**Problem details**
In the Osaka tank thread, how many T5HO lights does MitchD say the setup has?

**Page excerpt**
★ ★ ★ ★ ★

# Osaka 1.5 months later



## theredseverum18 (Mar 22, 2012)

I really like that tank setup, you did a great job!


----------



## MitchD (Feb 14, 2012)

@Theredseverum18 Thanks!


----------



## Naisi (Mar 9, 2011)

What's the stock light like? What kind of light Lvl do you get with it. I was looking at getting one. Great setup BTW.


----------



## MitchD (Feb 14, 2012)

Well there are 2 T5HO's so the whole WPG is a little askew, It seems to me that I have enough light to see substantial growth with out opening to door too wide for algae. As far as the tank itself, I love mine it looks AWESOME in person I highly recommend it!


----------



## lauraleellbp (Feb 3, 2008)

Looking good!


----------



## GMYukonon24s (May 3, 2009)

That's a nice looking tank.


----------



## MitchD (Feb 14, 2012)

Thanks every one! The pictures suck I hope to get some better ones taken soon!


----------



## MitchD (Feb 14, 2012)

Here are some better pics, still figuring out this tapatalk thing, dunno how to edit the post! Haha


----------



## nonconductive (Jan 29, 2010)

★ ★ ★ ★ ★

**A block of data**
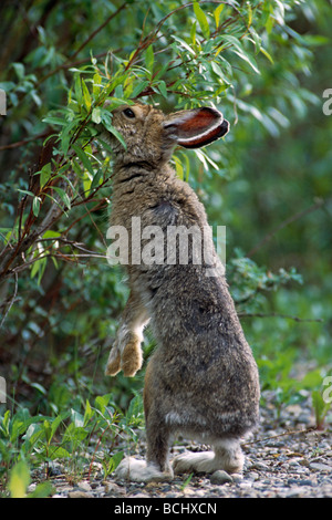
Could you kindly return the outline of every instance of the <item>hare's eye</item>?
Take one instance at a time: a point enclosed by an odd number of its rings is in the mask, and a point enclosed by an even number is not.
[[[134,114],[134,112],[132,111],[132,108],[125,108],[125,110],[123,111],[123,113],[124,113],[127,117],[129,117],[131,119],[133,119],[133,118],[135,117],[135,114]]]

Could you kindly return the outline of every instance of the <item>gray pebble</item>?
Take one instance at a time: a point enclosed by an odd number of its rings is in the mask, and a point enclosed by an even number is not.
[[[226,482],[232,482],[232,478],[230,475],[228,475],[226,471],[222,469],[219,469],[218,471],[215,471],[210,476],[210,482],[211,483],[226,483]]]

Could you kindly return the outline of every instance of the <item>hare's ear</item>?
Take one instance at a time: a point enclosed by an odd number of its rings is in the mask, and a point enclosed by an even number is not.
[[[226,135],[229,123],[215,108],[201,107],[168,115],[164,128],[178,145],[200,148]]]

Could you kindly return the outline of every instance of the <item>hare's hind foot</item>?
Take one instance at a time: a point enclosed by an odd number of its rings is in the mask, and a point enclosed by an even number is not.
[[[212,474],[218,469],[224,469],[228,474],[241,474],[245,457],[237,440],[219,441],[214,449],[214,451],[198,454],[186,451],[177,455],[173,460],[174,474]]]
[[[117,466],[115,478],[133,482],[162,482],[172,480],[173,472],[170,468],[167,471],[160,471],[154,464],[146,464],[145,460],[126,457]]]

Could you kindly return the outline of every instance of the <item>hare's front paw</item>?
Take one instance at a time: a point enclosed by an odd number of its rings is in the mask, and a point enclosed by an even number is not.
[[[121,371],[121,355],[120,355],[117,342],[115,342],[110,352],[110,356],[108,356],[106,368],[105,368],[105,375],[116,375],[120,371]]]
[[[141,339],[135,334],[127,336],[126,342],[115,341],[110,352],[105,375],[116,375],[122,370],[126,377],[133,377],[139,371],[143,363]]]
[[[133,482],[166,481],[173,478],[172,472],[163,472],[153,464],[146,464],[145,460],[137,460],[133,457],[126,457],[115,470],[117,480],[131,480]]]
[[[127,342],[121,354],[121,367],[126,377],[133,377],[143,363],[141,341],[135,336]]]

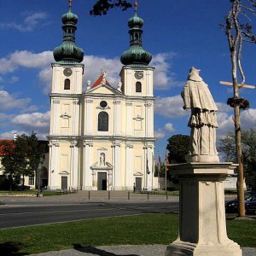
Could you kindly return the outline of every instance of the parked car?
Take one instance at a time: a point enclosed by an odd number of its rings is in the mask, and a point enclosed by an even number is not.
[[[256,192],[245,192],[244,203],[247,214],[256,214]],[[226,213],[238,212],[238,201],[237,198],[229,201],[225,203]]]

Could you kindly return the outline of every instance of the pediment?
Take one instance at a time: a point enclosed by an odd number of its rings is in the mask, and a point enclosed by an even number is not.
[[[91,170],[113,170],[113,166],[107,162],[105,166],[99,166],[98,162],[94,163],[91,166]]]
[[[122,95],[122,92],[108,84],[100,84],[86,90],[85,94]]]

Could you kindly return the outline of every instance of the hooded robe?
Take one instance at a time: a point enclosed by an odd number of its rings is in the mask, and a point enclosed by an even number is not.
[[[188,126],[191,127],[189,161],[219,161],[216,149],[217,106],[208,89],[192,67],[183,91],[184,109],[191,108]]]

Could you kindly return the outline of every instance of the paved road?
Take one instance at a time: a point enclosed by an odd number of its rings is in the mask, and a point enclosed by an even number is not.
[[[102,195],[101,197],[99,195]],[[120,200],[120,195],[123,199]],[[94,194],[95,199],[88,199],[84,193],[50,197],[5,197],[0,198],[5,205],[0,206],[0,229],[20,226],[76,221],[114,216],[136,215],[155,212],[177,212],[178,198],[166,201],[126,199],[125,194],[114,193],[113,199],[106,199],[105,194]],[[119,196],[119,197],[118,197]]]
[[[2,206],[0,229],[34,224],[135,215],[177,212],[178,203],[84,203],[49,206]]]

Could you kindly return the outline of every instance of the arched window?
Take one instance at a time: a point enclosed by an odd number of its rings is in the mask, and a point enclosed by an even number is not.
[[[64,90],[70,90],[70,80],[67,79],[64,81]]]
[[[105,111],[98,114],[98,131],[108,131],[108,113]]]
[[[136,92],[142,92],[142,83],[136,82]]]

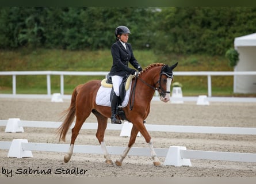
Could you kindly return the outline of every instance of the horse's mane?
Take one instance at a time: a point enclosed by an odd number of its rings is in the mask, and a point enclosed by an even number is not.
[[[140,72],[140,74],[142,74],[142,73],[146,72],[146,71],[148,70],[150,68],[152,68],[155,67],[160,66],[163,66],[163,65],[165,65],[165,64],[163,64],[163,63],[159,63],[150,64],[150,65],[148,65],[146,68],[144,68]]]

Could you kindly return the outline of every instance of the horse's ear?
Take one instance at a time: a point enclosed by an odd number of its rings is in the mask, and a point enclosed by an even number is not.
[[[173,69],[174,69],[174,68],[177,67],[177,65],[178,65],[178,62],[177,62],[176,63],[175,63],[174,65],[171,66],[170,67],[170,68],[171,69],[171,70],[173,70]]]

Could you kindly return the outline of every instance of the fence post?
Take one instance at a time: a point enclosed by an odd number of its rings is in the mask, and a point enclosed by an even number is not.
[[[48,95],[51,95],[51,75],[50,74],[47,74],[47,94]]]
[[[60,94],[64,95],[64,75],[60,75]]]
[[[16,94],[16,75],[13,75],[13,94]]]
[[[207,75],[208,79],[208,97],[212,96],[212,79],[211,78],[211,75]]]

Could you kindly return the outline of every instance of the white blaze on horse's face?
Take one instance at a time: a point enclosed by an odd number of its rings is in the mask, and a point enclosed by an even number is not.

★ ★ ★ ★ ★

**Task answer**
Two.